## Passage shown:
To use it in the browser, include the following on your site:

<script src="bower_components/linear-converter/dist/linear-converter.min.js"></script>

Basic usage

var lc = require('linear-converter');

lc.convert(25, lc.PRESETS.temperature.celsiusToFahrenheit); // => 77

See CodePen example for a quick interactive intro.

For CLI use, see linear-converter-cli.

Preset inversion

The provided presets go in one direction only; to invert the direction, use invertPreset:

var fahrenheitToCelsius = lc.invertPreset(lc.PRESETS.temperature.celsiusToFahrenheit);

lc.convert(77, fahrenheitToCelsius); // => 25

Presets composition

The provided presets have a base unit from which to convert. Any to any conversions are straightforward using inversion and composition with composePresets:

var kelvinToFahrenheit = lc.composePresets([
  lc.invertPreset(lc.PRESETS.temperature.celsiusToKelvin),
  lc.PRESETS.temperature.celsiusToFahrenheit
]);

lc.convert(293.15, kelvinToFahrenheit); // => 68

Custom conversions

Custom conversions are easily achieved by passing an array with 2 scales, each of those an array with 2 values. For example, [[0, 1], [0, 2]] means that 0 and 1 in the first scale map to 0 and 2 in the second scale respectively; in short, it multiplies by 2. Any linear function can be described that way:

// f(x) = ax + b
lc.convert(x, [[0, 1], [b, a+b]]); // => ax + b
lc.convert(x, [[1/a, -b/a], [b+1, 0]]); // => ax + b

For an arbitrary f(x) = ax + b, any [[x1, x2], [f(x1), f(x2)]] is a valid preset.

## Data provided:

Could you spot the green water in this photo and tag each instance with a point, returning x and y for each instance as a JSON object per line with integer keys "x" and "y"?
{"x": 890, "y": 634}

## Exercise instructions:
Please carry on the linear-converter documentation past its last sentence, keeping the same style.

## Result:
More examples:

// degrees to radians
lc.convert(240, [[0, 180], [0, Math.PI]]); // => 4 * Math.PI / 3

// f(x) = 3x
lc.convert(5, [[0, 1/3], [0, 1]]); // => 15

// f(x) = -2x - 46
lc.convert(-23, [[0, 1], [-46, -48]]); // => 0

Coefficients

Creating presets from a given function is trivial; to find the function from a given preset, two methods are provided: getCoefficientA and getCoefficientB.

// f(x) = 2x + 1
lc.getCoefficientA([[0, 1], [1, 3]]); // => 2
lc.getCoefficientB([[0, 1], [1, 3]]); // => 1

// f(x) = ax + b
lc.getCoefficientA([[x1, x2], [f(x1), f(x2)]]); // => a
lc.getCoefficientB([[x1, x2], [f(x1), f(x2)]]); // => b

Arbitrary precision

By default, linear-converter works with native floating-point numbers. However, it will work with arbitrary precision if big.js is available;

// without big.js
lc.getCoefficientA([[0, 0.1], [0.1, 0.3]]); // => 1.9999999999999998

// with big.js
lc.getCoefficientA([[0, 0.1], [0.1, 0.3]]); // => 2

In the browser, you will need to generate a bundled big.js package by running the following command:

browserify -r node_modules/big.js/big.js:big.js > browserified-big.js

Alternatively, grab it from https://wzrd.in/bundle/big.js.

Then simply include that file before linear-converter.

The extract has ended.